■ Records

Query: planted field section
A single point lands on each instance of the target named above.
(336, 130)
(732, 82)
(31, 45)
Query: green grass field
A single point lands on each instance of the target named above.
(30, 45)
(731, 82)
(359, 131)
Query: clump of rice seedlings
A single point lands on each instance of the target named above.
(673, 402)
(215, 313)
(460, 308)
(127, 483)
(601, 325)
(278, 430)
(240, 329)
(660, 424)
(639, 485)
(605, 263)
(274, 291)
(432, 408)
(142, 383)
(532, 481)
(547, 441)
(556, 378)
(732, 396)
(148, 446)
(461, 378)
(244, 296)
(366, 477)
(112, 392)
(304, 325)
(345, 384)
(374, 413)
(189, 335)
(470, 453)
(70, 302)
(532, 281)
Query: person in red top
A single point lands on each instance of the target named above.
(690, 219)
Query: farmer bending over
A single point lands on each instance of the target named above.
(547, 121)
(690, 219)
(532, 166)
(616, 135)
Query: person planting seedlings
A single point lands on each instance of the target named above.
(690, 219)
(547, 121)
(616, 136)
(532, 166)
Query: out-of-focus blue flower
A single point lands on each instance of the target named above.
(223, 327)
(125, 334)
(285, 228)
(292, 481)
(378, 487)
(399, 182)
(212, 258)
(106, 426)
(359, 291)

* * *

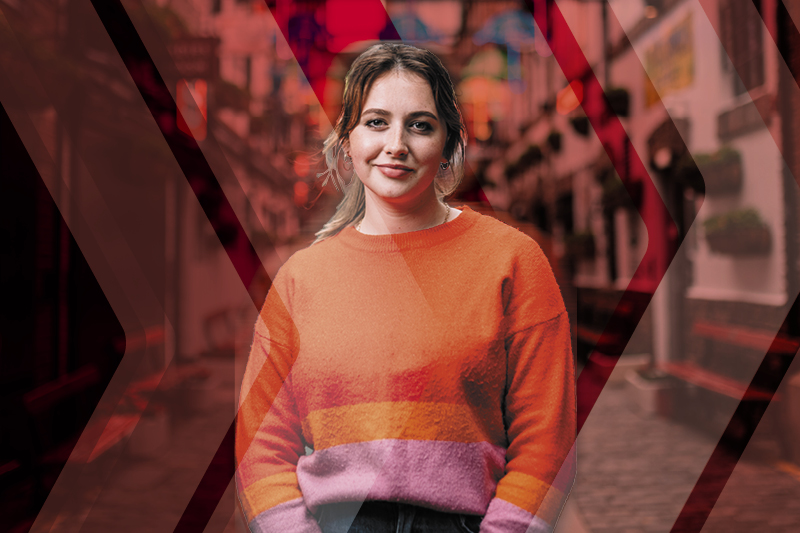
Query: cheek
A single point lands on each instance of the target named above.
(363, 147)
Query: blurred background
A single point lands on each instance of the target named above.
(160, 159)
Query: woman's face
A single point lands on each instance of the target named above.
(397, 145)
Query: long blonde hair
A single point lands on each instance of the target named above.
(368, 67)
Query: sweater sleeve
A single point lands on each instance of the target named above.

■ Exercise goal
Look through the entries above. Copy each line in which the string "field" occurs.

■ Exercise answer
Query: planted field section
Query: green grass field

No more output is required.